* _Text excerpt_:
========
High prices hold back California home sales volume

38,000 new and resale home transactions closed escrow in California during March 2016. In step with the seasonal sales cycle, sales volume was up significantly from the prior month. It was also 3% higher than a year earlier. While this is an improvement over last year, the rise has decelerated in recent months, signaling sales volume will decline to 2015 levels by mid-2016.

2015 ended with 450,700 home sales in California. This is 35,400, or 9%, more sales than took place in 2014. This is just above 2013 sales volume. For perspective, the number of homes sold in 2015 is still 303,203, or 40%, below peak sales volume experienced in 2005.

The number of homes sold year-to-date is 6% higher than 2015 as of March 2016. Sales volume is likely to continue to pick up in the first half of 2016 as job numbers continue to grow, to fall back in the months following the inevitable fixed rate mortgage (FRM) rate increase, expected as early as the second half of 2016.

Updated May 5, 2016. Original copy posted March, 2009.

Chart 1


Chart update 05/05/16

Mar 2016 Feb 2016 Mar 2015
Southern CA 20,449 15,149 20,011
Northern CA

CA Total

38,032 27,974 36,980

The above chart tracks the home sales volume of single family residences (SFRs) on a month-to-month basis. Sales volume includes the sale of all residential resales and new homes in California, including new homes sold directly by builders.
========
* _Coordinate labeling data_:
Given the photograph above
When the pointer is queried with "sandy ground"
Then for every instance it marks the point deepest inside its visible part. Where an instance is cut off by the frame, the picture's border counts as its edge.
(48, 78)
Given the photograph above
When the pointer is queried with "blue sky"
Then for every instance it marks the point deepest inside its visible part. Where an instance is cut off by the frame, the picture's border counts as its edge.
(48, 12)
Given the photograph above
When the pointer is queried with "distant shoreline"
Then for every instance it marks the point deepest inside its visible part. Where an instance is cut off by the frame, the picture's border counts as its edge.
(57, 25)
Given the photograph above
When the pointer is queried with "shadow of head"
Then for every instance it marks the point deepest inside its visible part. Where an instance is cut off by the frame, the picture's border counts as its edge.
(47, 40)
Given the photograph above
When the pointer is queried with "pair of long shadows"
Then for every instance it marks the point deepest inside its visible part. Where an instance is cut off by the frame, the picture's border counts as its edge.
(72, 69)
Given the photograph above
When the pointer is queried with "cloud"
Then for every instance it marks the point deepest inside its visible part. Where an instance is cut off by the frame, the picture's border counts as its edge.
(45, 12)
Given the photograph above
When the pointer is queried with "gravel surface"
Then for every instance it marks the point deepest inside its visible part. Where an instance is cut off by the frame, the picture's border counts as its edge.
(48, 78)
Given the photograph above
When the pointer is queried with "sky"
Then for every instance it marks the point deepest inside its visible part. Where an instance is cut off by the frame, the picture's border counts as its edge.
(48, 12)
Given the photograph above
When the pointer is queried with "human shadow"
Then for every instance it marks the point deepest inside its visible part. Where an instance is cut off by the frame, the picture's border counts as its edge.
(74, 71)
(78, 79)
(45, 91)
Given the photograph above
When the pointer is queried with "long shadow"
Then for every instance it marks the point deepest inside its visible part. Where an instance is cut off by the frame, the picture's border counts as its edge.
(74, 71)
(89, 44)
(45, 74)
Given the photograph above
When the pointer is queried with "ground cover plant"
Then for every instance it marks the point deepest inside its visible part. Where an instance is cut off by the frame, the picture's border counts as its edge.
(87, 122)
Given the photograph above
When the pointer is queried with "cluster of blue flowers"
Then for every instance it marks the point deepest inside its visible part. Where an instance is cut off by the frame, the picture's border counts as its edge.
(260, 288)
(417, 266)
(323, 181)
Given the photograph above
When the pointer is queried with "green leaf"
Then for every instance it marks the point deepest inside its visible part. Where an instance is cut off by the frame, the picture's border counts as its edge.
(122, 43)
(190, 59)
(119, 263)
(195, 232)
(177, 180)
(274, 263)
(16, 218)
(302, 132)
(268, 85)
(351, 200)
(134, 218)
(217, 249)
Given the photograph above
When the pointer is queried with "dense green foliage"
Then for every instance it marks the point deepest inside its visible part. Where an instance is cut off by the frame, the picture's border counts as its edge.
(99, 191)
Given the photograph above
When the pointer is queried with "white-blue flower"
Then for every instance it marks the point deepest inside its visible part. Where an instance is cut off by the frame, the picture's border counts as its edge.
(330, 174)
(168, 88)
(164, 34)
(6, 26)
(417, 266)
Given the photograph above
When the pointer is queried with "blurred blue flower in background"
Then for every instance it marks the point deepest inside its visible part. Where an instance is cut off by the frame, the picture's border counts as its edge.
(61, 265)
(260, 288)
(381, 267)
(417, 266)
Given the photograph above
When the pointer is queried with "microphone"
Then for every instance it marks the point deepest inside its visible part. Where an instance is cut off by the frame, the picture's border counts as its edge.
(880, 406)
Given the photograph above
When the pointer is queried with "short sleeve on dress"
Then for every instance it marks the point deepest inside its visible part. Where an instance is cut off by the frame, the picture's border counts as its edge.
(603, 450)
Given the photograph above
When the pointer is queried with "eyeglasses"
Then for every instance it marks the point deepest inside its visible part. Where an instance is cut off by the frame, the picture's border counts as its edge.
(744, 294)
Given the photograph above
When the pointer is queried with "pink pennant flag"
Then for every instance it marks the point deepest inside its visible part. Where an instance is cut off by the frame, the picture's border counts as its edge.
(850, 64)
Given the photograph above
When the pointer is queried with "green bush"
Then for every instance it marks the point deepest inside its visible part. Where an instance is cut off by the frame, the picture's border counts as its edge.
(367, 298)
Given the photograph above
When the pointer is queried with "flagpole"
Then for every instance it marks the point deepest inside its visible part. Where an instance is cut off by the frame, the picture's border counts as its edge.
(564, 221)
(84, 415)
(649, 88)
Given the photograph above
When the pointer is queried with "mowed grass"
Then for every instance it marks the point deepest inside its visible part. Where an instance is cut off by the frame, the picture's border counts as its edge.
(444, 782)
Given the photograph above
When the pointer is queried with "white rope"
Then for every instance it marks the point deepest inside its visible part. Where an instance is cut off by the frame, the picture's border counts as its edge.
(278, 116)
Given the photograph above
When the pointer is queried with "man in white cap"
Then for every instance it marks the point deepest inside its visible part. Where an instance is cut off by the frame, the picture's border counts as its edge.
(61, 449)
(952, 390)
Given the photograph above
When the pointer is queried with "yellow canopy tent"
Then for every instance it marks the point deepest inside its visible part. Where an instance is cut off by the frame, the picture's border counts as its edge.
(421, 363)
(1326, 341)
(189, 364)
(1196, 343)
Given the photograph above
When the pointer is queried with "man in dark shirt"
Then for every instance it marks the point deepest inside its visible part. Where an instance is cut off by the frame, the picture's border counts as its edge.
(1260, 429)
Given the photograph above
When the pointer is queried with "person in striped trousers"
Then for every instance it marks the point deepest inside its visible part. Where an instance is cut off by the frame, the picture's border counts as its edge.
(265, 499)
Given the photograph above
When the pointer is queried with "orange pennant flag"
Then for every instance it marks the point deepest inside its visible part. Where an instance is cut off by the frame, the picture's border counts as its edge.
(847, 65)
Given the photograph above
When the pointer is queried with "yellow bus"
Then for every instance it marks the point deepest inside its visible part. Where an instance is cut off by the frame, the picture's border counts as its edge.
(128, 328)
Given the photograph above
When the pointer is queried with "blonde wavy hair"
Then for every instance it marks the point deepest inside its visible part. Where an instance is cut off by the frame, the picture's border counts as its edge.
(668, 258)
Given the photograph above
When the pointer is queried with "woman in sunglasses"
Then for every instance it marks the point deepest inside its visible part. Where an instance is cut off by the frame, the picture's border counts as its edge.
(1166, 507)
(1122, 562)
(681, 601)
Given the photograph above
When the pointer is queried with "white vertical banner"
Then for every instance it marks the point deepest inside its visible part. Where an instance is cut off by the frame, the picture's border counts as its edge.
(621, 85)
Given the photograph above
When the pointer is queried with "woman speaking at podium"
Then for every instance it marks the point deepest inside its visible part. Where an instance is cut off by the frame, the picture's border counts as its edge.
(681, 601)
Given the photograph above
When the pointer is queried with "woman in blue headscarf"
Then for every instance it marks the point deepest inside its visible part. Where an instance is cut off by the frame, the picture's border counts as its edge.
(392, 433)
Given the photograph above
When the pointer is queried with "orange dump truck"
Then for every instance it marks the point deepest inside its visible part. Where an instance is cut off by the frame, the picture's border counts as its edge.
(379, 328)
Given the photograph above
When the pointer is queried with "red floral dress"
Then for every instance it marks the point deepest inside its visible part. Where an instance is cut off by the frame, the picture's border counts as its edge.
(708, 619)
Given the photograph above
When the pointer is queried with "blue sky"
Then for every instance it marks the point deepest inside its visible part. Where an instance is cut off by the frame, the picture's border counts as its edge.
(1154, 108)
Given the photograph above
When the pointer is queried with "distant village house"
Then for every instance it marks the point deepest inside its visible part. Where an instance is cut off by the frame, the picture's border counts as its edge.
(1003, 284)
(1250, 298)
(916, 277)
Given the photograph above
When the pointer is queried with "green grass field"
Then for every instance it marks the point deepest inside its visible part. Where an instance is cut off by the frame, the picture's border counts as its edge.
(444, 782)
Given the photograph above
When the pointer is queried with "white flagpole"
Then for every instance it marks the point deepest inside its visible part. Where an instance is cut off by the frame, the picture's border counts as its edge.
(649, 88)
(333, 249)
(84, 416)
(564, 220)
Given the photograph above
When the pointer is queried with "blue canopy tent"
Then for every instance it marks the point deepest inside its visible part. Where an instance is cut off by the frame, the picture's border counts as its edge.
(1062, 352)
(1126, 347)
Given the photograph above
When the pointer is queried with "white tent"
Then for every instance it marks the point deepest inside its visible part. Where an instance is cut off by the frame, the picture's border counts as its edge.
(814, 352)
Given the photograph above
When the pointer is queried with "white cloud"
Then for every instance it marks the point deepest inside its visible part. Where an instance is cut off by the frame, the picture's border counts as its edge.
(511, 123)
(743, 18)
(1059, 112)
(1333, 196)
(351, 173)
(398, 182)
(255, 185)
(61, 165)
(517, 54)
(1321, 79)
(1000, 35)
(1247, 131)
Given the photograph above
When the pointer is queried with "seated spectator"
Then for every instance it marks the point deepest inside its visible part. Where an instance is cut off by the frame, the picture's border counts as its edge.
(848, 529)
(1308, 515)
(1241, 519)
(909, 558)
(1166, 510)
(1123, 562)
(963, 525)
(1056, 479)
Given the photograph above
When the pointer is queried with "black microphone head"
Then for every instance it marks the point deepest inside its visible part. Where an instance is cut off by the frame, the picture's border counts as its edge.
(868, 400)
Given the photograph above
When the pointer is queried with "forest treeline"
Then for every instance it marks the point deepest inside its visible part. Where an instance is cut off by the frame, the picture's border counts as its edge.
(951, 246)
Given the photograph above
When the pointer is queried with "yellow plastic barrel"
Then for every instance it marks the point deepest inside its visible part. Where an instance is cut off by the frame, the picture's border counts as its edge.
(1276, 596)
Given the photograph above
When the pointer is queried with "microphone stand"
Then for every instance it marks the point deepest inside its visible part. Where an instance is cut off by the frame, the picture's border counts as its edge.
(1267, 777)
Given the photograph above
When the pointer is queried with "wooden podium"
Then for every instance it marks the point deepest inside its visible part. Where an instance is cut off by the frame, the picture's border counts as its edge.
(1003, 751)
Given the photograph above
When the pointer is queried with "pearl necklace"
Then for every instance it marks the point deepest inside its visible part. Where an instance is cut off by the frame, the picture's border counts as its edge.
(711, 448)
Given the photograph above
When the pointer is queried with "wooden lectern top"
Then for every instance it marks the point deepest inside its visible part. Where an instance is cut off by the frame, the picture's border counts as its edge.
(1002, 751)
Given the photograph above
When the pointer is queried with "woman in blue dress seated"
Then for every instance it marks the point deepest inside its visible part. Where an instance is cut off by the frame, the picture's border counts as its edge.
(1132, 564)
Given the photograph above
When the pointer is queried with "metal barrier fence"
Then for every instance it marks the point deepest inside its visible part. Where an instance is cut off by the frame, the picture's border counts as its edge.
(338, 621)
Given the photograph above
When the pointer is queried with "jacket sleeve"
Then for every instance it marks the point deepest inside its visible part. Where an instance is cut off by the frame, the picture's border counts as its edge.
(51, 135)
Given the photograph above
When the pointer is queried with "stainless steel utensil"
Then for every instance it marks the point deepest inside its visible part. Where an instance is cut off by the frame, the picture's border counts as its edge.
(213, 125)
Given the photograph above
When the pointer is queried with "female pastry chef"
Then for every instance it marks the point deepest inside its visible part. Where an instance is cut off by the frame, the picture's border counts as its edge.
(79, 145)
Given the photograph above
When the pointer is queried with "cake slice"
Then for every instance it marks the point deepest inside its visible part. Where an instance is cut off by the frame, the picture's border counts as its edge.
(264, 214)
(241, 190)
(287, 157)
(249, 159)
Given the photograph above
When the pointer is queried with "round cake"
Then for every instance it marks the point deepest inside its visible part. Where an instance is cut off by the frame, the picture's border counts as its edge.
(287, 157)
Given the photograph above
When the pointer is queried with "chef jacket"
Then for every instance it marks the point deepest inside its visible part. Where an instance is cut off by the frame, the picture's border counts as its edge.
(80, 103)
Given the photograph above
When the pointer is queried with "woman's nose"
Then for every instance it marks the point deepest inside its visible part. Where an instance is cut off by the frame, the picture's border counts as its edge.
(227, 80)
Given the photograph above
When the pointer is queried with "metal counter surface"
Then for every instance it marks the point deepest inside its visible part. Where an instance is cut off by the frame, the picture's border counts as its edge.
========
* _Exercise set_:
1 > In the article on California home sales, retype the passage between "The number of homes sold year-to-date" and "half of 2016.", inclusive.
2 > Using the article on California home sales, decide whether each statement agrees with it. Answer yes or no for each, and quote the deciding words. (a) California had more home sales in 2015 than in 2014. (b) March 2016 sales volume in California was lower than a year earlier. (c) The sales volume in the chart leaves out new homes sold directly by builders.

* _Task responses_:
1 >
The number of homes sold year-to-date is 6% higher than 2015 as of March 2016. Sales volume is likely to continue to pick up in the first half of 2016 as job numbers continue to grow, to fall back in the months following the inevitable fixed rate mortgage (FRM) rate increase, expected as early as the second half of 2016.

2 >
(a) Yes: "This is 35,400, or 9%, more sales than took place in 2014."
(b) No: "It was also 3% higher than a year earlier."
(c) No: "including new homes sold directly by builders."